• Brano fornito
R. Mittersteiner (I)
Secondo me ci sono diversi motivi che spingono gli arrampicatori a liberare una via artificiale: il primo è lo svolgimento o la logica linea di una via: talvolta queste traversano placche o muri strapiombanti in modo diretto e così offrono un motivo, una sfida per tentare di liberarle. Una grande motivazione è anche il mito dell’impossibilità (nel senso della scalata in libera) di una via artificiale. Inoltre non bisogna dimenticare che su queste vie si trova spesso già tutto il materiale in loco e così si può verificare e provare senza rischiare la pelle. Soprattutto poi se uno rinforza le soste con gli spit come ha fatto per esempio Alex Huber su Bellavista.

Che cosa significa per te, dal punto di vista motivazionale, tentare di fare in arrampicata libera una vecchia via salita in artificiale? Che gusto c’è e perché sono importanti per te?

R. Larcher (I)
È una bella avventura con un’emozionante incognita. Un’occasione per fare una cosa nuova e motivante, una ripetizione che mi permette di ritornare nei luoghi classici delle Dolomiti che altrimenti non frequenterei più, impegnato come sono nell’apertura di vie nuove e nel mantenimento dell’allenamento. Le vie che ho provato in questi anni le ho sempre tentate a vista, è lo stile che mi dà maggior carica e mi impegna per minor giornate. Alcune mi sono riuscite, altre le ho abbandonate, altre ancora devo concluderle. L’emozione che si prova ad affrontare queste vecchie vie è tanta. Arrampico bardato di materiale come un guerriero, so da dove parto ma non so dove arriverò. Questa è l’incognita piacevole che cerco: un lungo labirinto dove mettere alla prova tutte le proprie capacità, affinate da anni di esperienza. Se ne trovo l’uscita, la gioia è intensa ed il ricordo rimarrà fortemente impresso. Altrimenti, la delusione verrà in breve scacciata dall’immediata voglia di ritentare o di trovare un’altra via. In poche parole un altro bel gioco del fantastico mondo dell’arrampicata.

• Obiettivo A
Riformuli come elenco il paragrafo del brano sull'arrampicata che inizia con «Secondo me ci sono diversi motivi», conservandone i fatti principali.
• Obiettivo B
Stabilisca se le seguenti affermazioni concordano con il brano sull'arrampicata. Risponda sì o no a ciascuna e citi testualmente le parole decisive: (i) Larcher ha tentato sempre a vista le vie provate in questi anni; (ii) Larcher è riuscito a concludere tutte le vie che ha tentato; (iii) secondo Mittersteiner, il materiale in loco permette di provare una via senza rischiare la pelle.
• Obiettivo C
Ampli il brano sull'arrampicata, riprendendo dopo la sua ultima frase.

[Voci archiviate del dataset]
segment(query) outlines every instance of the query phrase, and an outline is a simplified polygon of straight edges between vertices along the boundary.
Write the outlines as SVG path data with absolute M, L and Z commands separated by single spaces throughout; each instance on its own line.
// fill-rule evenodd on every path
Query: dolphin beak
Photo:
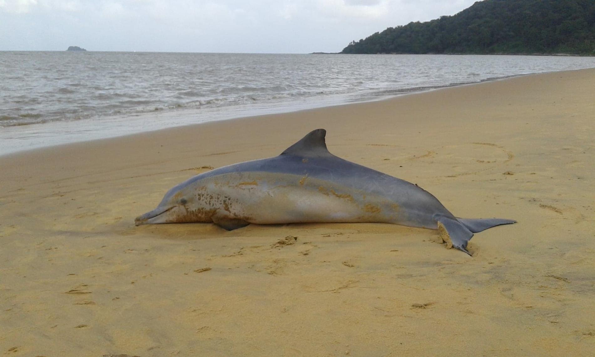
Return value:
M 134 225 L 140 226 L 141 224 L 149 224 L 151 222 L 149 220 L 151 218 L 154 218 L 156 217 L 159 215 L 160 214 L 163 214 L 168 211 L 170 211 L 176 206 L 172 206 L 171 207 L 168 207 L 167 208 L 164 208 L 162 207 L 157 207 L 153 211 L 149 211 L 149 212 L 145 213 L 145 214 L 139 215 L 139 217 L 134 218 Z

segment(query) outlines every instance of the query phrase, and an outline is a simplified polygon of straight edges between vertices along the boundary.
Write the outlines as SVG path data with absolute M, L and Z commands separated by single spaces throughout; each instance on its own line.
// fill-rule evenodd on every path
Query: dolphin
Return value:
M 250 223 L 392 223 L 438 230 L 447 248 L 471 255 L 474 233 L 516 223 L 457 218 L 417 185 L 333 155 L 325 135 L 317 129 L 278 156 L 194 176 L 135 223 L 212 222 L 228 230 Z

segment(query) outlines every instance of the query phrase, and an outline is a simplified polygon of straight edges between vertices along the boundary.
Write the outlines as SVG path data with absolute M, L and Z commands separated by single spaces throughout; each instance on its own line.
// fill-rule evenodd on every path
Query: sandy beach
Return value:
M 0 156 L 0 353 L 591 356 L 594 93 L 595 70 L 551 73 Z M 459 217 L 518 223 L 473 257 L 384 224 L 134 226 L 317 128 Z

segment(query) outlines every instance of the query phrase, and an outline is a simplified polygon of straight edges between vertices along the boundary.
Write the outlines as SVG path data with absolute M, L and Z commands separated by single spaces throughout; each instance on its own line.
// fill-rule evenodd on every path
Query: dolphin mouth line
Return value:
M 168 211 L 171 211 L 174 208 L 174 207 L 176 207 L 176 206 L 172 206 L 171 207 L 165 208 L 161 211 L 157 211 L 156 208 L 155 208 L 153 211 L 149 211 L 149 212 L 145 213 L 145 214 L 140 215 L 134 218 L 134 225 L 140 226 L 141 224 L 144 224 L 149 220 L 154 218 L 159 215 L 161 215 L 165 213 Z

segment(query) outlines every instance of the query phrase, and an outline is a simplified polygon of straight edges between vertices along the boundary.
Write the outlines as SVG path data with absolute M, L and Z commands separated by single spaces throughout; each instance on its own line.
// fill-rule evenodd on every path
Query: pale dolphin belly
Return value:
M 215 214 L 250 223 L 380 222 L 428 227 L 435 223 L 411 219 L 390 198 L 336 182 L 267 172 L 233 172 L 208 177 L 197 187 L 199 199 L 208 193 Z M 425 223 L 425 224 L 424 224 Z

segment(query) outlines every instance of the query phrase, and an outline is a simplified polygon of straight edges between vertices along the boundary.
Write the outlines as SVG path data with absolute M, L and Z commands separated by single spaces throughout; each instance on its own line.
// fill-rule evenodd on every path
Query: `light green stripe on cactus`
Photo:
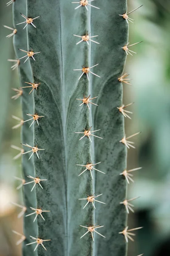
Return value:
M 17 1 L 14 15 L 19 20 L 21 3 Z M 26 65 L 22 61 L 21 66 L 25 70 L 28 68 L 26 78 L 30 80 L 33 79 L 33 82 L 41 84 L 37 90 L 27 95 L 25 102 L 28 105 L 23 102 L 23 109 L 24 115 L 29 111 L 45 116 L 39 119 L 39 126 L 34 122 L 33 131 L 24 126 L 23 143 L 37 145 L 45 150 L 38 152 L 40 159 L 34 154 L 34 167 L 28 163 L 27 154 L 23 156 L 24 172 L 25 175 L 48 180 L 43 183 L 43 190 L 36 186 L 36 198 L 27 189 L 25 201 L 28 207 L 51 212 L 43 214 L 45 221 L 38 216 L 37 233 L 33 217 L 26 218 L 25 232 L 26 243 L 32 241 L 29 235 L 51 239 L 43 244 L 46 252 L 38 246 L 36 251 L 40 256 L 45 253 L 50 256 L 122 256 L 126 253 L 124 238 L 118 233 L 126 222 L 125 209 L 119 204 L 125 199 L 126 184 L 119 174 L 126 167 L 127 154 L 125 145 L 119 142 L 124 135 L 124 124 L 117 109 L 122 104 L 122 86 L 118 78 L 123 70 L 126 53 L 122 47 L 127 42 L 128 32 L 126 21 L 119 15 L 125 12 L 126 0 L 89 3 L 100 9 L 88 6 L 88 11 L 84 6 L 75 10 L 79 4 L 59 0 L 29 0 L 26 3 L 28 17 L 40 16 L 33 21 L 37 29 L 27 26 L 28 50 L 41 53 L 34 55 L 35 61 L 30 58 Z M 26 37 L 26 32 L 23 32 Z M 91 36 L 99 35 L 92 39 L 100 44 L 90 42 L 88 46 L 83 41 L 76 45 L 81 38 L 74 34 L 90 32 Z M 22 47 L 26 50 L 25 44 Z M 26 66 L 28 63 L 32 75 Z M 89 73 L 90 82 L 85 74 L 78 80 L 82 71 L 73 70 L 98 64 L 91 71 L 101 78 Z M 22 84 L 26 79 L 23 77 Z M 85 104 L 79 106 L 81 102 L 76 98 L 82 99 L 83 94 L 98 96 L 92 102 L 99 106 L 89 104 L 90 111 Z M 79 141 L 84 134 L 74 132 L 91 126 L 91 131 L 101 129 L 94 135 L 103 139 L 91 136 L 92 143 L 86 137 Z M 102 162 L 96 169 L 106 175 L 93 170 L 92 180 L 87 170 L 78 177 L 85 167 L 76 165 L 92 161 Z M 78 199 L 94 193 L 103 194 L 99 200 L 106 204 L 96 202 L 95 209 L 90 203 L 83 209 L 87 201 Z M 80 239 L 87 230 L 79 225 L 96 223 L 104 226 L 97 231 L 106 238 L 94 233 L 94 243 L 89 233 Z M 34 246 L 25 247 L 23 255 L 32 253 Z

• Risposta A
- La linea logica della via: alcune vie artificiali attraversano placche o muri strapiombanti in modo diretto e offrono così una sfida per tentare di liberarle.
- Il mito dell'impossibilità di salire in libera una via artificiale.
- Il materiale spesso già presente in loco, che consente di verificare e provare senza rischiare la pelle, soprattutto se si rinforzano le soste con gli spit, come ha fatto Alex Huber su Bellavista.

• Risposta B
(i) Sì: «Le vie che ho provato in questi anni le ho sempre tentate a vista».
(ii) No: «Alcune mi sono riuscite, altre le ho abbandonate, altre ancora devo concluderle».
(iii) Sì: «si può verificare e provare senza rischiare la pelle».

• Risposta C
Queste salite sono sicuramente delle ripetizioni, innegabilmente speciali, però risolvendole, mi danno delle sensazioni simili a quelle che provo nell’aprire una via nuova. Molti chiodi ci sono già, ma la linea di appigli ed appoggi che forse mi porteranno in cima in arrampicata libera è tutta da scoprire. Un’altra cosa che mi piace di queste avventure è l’occasione per conoscere indirettamente gli alpinisti del passato, capire la loro personalità, il loro stile, le loro motivazioni e le loro linee, ripercorrendole. Un confronto tra apritori con i dovuti ragguagli d’epoca. In poche parole, un modo per migliorare la propria cultura alpinistica.

Manolo (I)
Ricordo che fin dalle mie prime arrampicate non mi sembrava una cosa così onesta appendersi ai chiodi per salire e nemmeno farlo con un numero esagerato di protezioni. Con questo non vorrei denigrare o non riconoscere il volore di certe vie in artificiali, ma molte volte si è dato più importanza al fatto di arrivare in cima piuttosto che al modo con il quale lo si è fatto.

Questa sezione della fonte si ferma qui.